[Items excerpted from a collection]
★ ★ ★ ★ ★ ★ ★

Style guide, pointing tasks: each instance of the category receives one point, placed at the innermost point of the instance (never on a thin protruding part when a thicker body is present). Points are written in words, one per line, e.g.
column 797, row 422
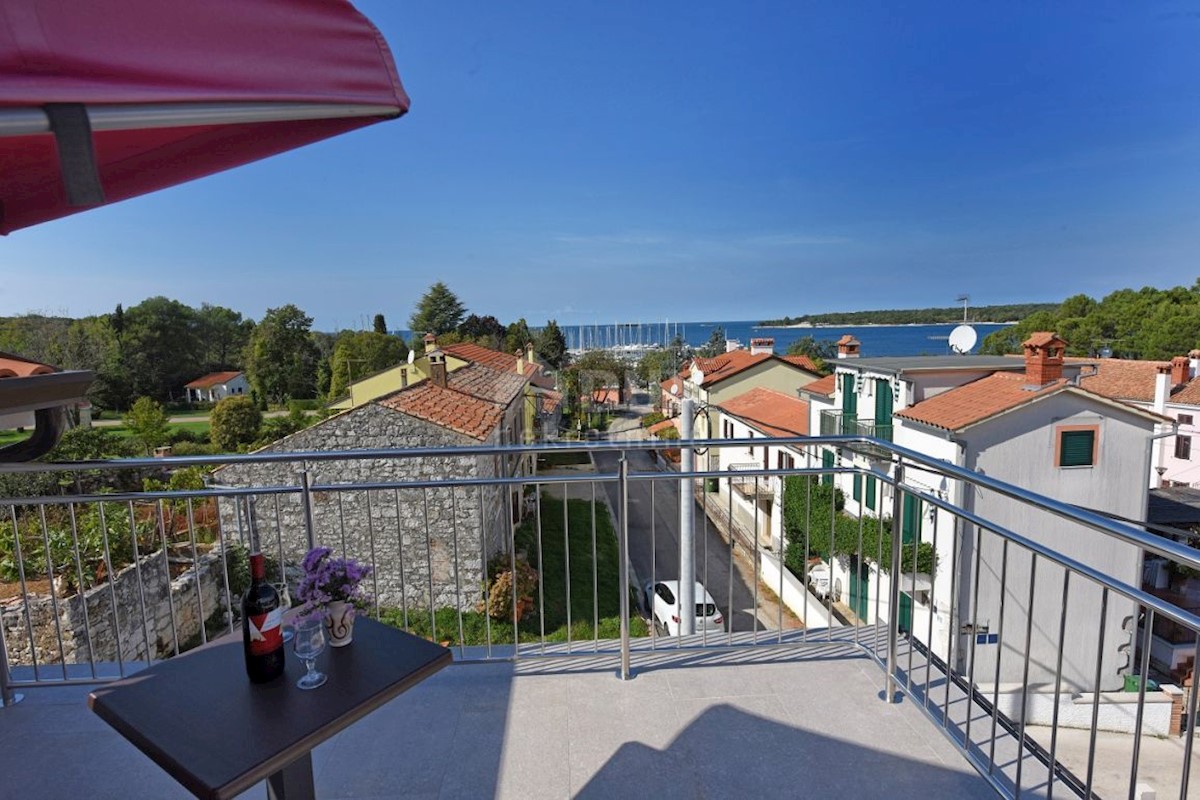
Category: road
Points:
column 654, row 534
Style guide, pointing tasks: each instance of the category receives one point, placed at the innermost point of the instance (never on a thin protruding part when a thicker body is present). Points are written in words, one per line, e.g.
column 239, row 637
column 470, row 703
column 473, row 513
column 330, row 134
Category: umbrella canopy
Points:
column 106, row 101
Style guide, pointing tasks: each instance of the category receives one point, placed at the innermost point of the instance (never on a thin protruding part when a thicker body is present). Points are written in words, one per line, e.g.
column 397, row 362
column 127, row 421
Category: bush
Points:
column 235, row 421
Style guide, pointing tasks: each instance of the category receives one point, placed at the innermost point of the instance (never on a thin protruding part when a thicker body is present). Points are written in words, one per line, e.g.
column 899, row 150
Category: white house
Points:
column 216, row 386
column 1021, row 421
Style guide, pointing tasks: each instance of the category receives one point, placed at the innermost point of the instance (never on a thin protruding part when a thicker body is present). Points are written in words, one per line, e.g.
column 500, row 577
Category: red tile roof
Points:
column 15, row 366
column 489, row 358
column 448, row 408
column 803, row 362
column 825, row 386
column 485, row 383
column 771, row 411
column 213, row 379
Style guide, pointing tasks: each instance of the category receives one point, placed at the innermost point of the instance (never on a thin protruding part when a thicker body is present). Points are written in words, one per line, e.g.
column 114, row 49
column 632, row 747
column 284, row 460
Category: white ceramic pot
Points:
column 340, row 623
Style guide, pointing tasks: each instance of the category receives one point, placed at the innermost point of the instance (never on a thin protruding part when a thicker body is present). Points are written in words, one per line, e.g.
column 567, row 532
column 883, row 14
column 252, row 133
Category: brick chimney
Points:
column 1181, row 370
column 762, row 346
column 437, row 366
column 1043, row 358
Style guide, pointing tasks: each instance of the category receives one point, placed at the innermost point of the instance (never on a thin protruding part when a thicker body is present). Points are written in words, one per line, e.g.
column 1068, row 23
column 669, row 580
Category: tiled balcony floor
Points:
column 763, row 723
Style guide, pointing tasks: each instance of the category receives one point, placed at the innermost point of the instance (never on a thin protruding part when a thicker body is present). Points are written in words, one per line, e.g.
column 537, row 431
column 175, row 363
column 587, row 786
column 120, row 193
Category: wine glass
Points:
column 310, row 642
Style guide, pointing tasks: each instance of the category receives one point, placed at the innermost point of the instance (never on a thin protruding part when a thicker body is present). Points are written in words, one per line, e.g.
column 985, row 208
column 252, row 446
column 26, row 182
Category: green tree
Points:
column 437, row 312
column 147, row 421
column 361, row 353
column 282, row 356
column 235, row 421
column 551, row 346
column 714, row 346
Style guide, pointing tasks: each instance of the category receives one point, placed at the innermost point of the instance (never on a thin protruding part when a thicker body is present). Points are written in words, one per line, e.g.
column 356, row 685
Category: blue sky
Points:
column 631, row 161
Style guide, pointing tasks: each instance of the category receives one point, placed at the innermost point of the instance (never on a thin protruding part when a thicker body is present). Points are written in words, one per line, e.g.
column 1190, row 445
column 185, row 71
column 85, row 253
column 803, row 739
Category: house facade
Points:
column 1026, row 422
column 216, row 386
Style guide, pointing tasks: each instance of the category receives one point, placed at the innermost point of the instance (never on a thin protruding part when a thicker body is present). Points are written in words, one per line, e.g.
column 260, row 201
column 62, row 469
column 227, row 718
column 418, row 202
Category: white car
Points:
column 663, row 602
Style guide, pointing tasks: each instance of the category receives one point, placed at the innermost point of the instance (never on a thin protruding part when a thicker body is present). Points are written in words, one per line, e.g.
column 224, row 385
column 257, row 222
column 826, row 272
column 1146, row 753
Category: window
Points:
column 1077, row 445
column 1183, row 447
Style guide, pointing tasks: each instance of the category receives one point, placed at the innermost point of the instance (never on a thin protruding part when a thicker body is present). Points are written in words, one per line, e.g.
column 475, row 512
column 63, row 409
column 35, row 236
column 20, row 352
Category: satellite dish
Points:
column 963, row 338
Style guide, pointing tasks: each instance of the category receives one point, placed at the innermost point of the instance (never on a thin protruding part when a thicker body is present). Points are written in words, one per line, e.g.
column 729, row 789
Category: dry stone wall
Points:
column 175, row 609
column 430, row 546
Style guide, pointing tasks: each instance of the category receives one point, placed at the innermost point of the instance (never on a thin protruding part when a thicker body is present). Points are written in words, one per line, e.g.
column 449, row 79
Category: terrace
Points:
column 583, row 703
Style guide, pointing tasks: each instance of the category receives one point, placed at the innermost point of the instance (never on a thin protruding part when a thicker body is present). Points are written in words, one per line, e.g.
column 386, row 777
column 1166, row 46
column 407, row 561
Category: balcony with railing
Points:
column 997, row 673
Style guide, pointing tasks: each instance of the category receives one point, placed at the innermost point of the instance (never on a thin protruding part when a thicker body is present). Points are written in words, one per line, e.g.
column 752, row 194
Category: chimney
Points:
column 437, row 366
column 1181, row 370
column 1043, row 358
column 1162, row 386
column 762, row 346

★ ★ ★ ★ ★ ★ ★

# What to produce
Rewrite all of the items above, replacing "innermost" with "most central" and changing nothing else. Omit the pictures from your version.

# Answer
Style guide, pointing tasks: each instance of the category receives one point, placed at the most central point of the instance (never on a thin protruding part when a thicker body is present). Points are written in words, one per line, e.g.
column 797, row 422
Category: road
Points:
column 654, row 534
Style guide, pointing tasks: each instance of the category receives one point, placed at the most central point of the instance (never on a thin protruding part when a thicker body is present). Points are written in words, one per line, e.g.
column 239, row 637
column 470, row 703
column 473, row 513
column 330, row 134
Category: umbrella canopy
Points:
column 106, row 101
Style guide, pointing tasks: each instance of the category receives one point, placed at the most central point of the instance (never on a thin protruding part when a thicker body is present). Points are written in words, one per line, e.g.
column 397, row 362
column 127, row 421
Category: bush
Points:
column 235, row 421
Style guide, pointing tasks: each instance of the category receives one point, placed at the most central point of the instance (never on a thin protruding part when a thicker body is present). Points are written in words, one per line, e.g.
column 899, row 150
Category: white house
Points:
column 216, row 386
column 1021, row 421
Style guide, pointing tasks: each instance of the category receives one point, placed at the most central point of the instance (never on a thin protruding part when a thicker body is present). Points are written in words, one per line, e.g.
column 500, row 577
Category: red tile roof
Points:
column 15, row 366
column 489, row 358
column 448, row 408
column 803, row 362
column 825, row 386
column 485, row 383
column 771, row 411
column 213, row 379
Style guide, pointing tasks: each instance of the category receives one point, placed at the most central point of the instance (never on a thin protruding part when a thicker body is present). Points are written in words, one per line, e.g.
column 114, row 49
column 632, row 747
column 284, row 460
Category: white ceramic pot
Points:
column 340, row 623
Style guide, pointing tasks: each instance of the category receives one point, placed at the most central point of the instance (never on a thin protruding part when a thicker body is present). Points are written in words, one per line, e.g.
column 567, row 532
column 883, row 14
column 252, row 133
Category: brick chimney
Points:
column 1181, row 370
column 762, row 346
column 437, row 366
column 1043, row 358
Style guide, pointing tasks: each instance of the category receives one point, placed at the most central point of the instance (never on a thin protruding part when a thicker body is present). Points are written in words, one per line, e.g.
column 1068, row 23
column 669, row 580
Category: tiled balcony floor
Points:
column 763, row 723
Style guide, pointing tasks: each instance of the category receives one point, placed at the most central point of the instance (never on a thin protruding part when a thicker body is present). Points are written in words, one per line, e.g.
column 537, row 431
column 175, row 363
column 587, row 786
column 120, row 193
Category: wine glass
Points:
column 310, row 642
Style guide, pointing tasks: each instance of the category receives one point, placed at the most central point of the instance (never on a thin protruding part when a thicker body is present). Points are written in words, one per line, e.g.
column 985, row 208
column 252, row 446
column 26, row 182
Category: green tree
Points:
column 437, row 312
column 147, row 421
column 361, row 353
column 282, row 356
column 235, row 421
column 551, row 346
column 714, row 346
Style guide, pointing tasks: each instance of the category receives one point, placed at the most central point of the instance (never on a thin protruding part when a thicker body is present). Points are written in words, one per line, e.g.
column 356, row 685
Category: blue sky
Points:
column 631, row 161
Style guide, pointing tasks: each instance of the category receives one point, placed at the most central point of the instance (never on a thin protruding part when a thicker body is present). Points are written in words, one per line, e.g.
column 1190, row 445
column 185, row 71
column 85, row 253
column 803, row 739
Category: house facade
Points:
column 1026, row 422
column 216, row 386
Style guide, pointing tasks: each instance of the category receives one point, placed at the most central point of the instance (never on a thin protruding part when a thicker body is present). Points are written in words, one per line, e.g.
column 260, row 201
column 62, row 469
column 227, row 718
column 418, row 202
Category: white car
Points:
column 663, row 602
Style guide, pointing tasks: each instance of the category receives one point, placed at the most central point of the instance (never on a thin protruding part when a thicker body is present). Points are written in words, one per line, e.g.
column 224, row 385
column 257, row 222
column 826, row 272
column 1146, row 753
Category: window
Points:
column 1077, row 445
column 1183, row 447
Style guide, pointing tasks: each instance of the category receives one point, placed at the most central point of the instance (never on a thin protruding part when a thicker body is present). Points are written in words, one per line, e.g.
column 475, row 512
column 63, row 409
column 35, row 236
column 20, row 352
Category: satellite dish
Points:
column 963, row 338
Style guide, pointing tasks: each instance of the category receives one point, placed at the most central point of the instance (never on a thin protruding part when a thicker body is present). Points are written in words, one per line, e.g.
column 729, row 789
Category: dry stone wall
Points:
column 175, row 609
column 430, row 546
Style guide, pointing tasks: each instance of the category receives one point, placed at the most central point of the instance (never on a thin protruding part when a thicker body is present). Points are written in words, one per line, e.g.
column 449, row 79
Category: terrace
Points:
column 583, row 703
Style guide, pointing tasks: each instance of the category receives one point, placed at the most central point of the instance (never on a thin protruding part when a thicker body is present). Points are written in words, one per line, e.g.
column 386, row 777
column 1166, row 46
column 407, row 561
Category: balcony with railing
Points:
column 997, row 673
Style guide, pointing tasks: each instance of the category receives one point, placed at the most central point of the instance (never on a thin protruding part when a thicker body is present). Points are written in words, one per line, e.g.
column 752, row 194
Category: chimney
Points:
column 437, row 366
column 1181, row 370
column 1043, row 358
column 1162, row 386
column 762, row 346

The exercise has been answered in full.